**Actions to take:**
1 > Output the portion of the Mad Dog passage that begins at the words "We sat stunned" and stops after the words "the envelope again!".
2 > Please state whether each statement agrees with the Mad Dog passage, giving yes or no and quoting the deciding words: (a) The toilets in the bar backed up the day before Brenda's wake. (b) The resident from the RV park ordered a glass of wine. (c) Pauline counted out $200 from the envelope.
3 > In the Mad Dog passage, how many porta-potties were ordered for the wake?

While we drank our beers and considered how long the pickled eggs and Hot Mama sausages in the jars had been fermenting, Pauline told us other stories.  One was about the wake for one of the regulars named Brenda.  Based on septic tank issues, all of the toilets in the bar backed up the day before the gathering, so they ordered 3 porta-potties, which “accommodated” the mourners that afternoon.

We sat stunned as a resident from the RV park next door came in, ordered a beer and asked Pauline for his “envelope” which she retrieved from the safe and counted out $125 in cash.  He sat down at a video poker machine and about 30 minutes later came back and said he needed the envelope again!

Aside from this one negative, Matt Love’s description stands, “The Mad Dog is so perfect and perfectly American..maybe not for the Drys, but definitely for us wets.”

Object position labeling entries

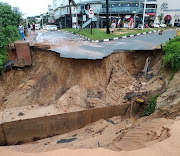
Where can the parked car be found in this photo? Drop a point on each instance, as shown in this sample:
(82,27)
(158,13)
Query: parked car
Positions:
(156,25)
(163,25)
(53,28)
(37,27)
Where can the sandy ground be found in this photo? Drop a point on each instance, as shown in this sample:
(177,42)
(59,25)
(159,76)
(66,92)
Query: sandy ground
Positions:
(167,147)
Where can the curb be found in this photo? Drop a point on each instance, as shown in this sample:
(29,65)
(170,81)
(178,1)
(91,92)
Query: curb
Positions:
(116,38)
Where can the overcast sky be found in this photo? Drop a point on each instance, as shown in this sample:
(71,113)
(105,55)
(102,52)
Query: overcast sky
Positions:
(30,7)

**Worked solutions:**
1 >
We sat stunned as a resident from the RV park next door came in, ordered a beer and asked Pauline for his “envelope” which she retrieved from the safe and counted out $125 in cash.  He sat down at a video poker machine and about 30 minutes later came back and said he needed the envelope again!

2 >
(a) Yes: "all of the toilets in the bar backed up the day before the gathering"
(b) No: "ordered a beer"
(c) No: "counted out $125 in cash"

3 > Three.